» Text for analysis:
_ _ _ _ _

Disease status was self-reported, not medically confirmed. The reported accuracy of self-reported diagnoses is inconsistent in the literature, but population studies in northern Norway support agreement between self-reported MI and medical records [33, 34]. There is however more uncertainty connected to the validity of self-reporting of stroke [3335]; Njølstad [33] found considerable over-reporting of strokes, largely explained by the phrasing of the question to include transient ischaemic attacks. Tretli et al. [34] found poor agreement between self-reported stroke and medical records in the Finnmark population, while in Tromsø Engstad et al. [35] observed self-report to be consistent with results from clinical examinations. Utsi et al. [36] found self-reported angina and MI among Sami in Finnmark to correspond well with medical records and ECG. We have examined the relationship between self-reported angina and a two-item version of the Rose angina questionnaire. Among women reporting lifetime angina, 32% reported having symptoms consistent with angina. Only 4% of those without a history of angina reported having such symptoms. In men, the proportions were 35% and 7%, respectively (data not shown). This may provide some support to the validity of the self-reported data. In light of this, and results from previous studies using a comparable formulation of questions in similar populations [3436], we believe that our estimates are valid, given that our ambition was to identify individuals who have ever experienced angina, MI and/or cerebral stroke/brain haemorrhage.

We have limited information about non-responders other than that they tended to be young, single and male; we do not know the Sami participation rate as the information on ethnicity was ascertained by self-report [4]. The participation rate of 61% could have introduced selection bias. It is difficult to assess the direction of the selection bias while we lack information about the non-participants’ risks factor pattern and CVD status [4]. Nevertheless, differences between responders and non-responder are often important but seldom so great that studies are irrevocably undermined [37].

_ _ _ _ _

» Provided data:
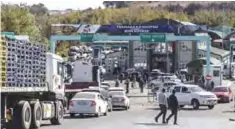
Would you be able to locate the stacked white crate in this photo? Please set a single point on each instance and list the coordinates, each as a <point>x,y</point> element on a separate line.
<point>26,64</point>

_ _ _ _ _

» Required action 1: Repeat the passage on self-reported heart disease and stroke, word for word, with everything from "We have limited" down to "irrevocably undermined [37].".
» Required action 2: Carry on the passage on self-reported heart disease and stroke from the point where it stops.

» Exercise output 1:
We have limited information about non-responders other than that they tended to be young, single and male; we do not know the Sami participation rate as the information on ethnicity was ascertained by self-report [4]. The participation rate of 61% could have introduced selection bias. It is difficult to assess the direction of the selection bias while we lack information about the non-participants’ risks factor pattern and CVD status [4]. Nevertheless, differences between responders and non-responder are often important but seldom so great that studies are irrevocably undermined [37].

» Exercise output 2:
Strengths

A relatively good response rate (61%) and a fairly large sample have enabled a comparative analysis within the Sami population. With the exception of Nordland county, the sample is representative for the general rural Sami population in the region [4]. Such an in-depth analysis of CVD burden within the Sami population has never been done with regard to marginalisation and minority/majority status. This study also targets sociocultural systems within the Sami population as a unit of analysis and thus adds to the knowledge of the social determinants of health in the Sami population in Norway.

Conclusions

This study showed that marginalised Sami living in Norwegian dominated areas were more than twice as likely as non-marginalised Sami from Sami majority areas to report lifetime cardiovascular disease (CVD). Moderate to no intermediate effects were seen after including established CVD risk factors, which suggest little difference in lifestyle related factors. Chronic stress exposure following marginalisation may however be a plausible explanation for some of the observed excess of CVD. Our cross-sectional study design does not however allow any conclusion with regard to causality and risk.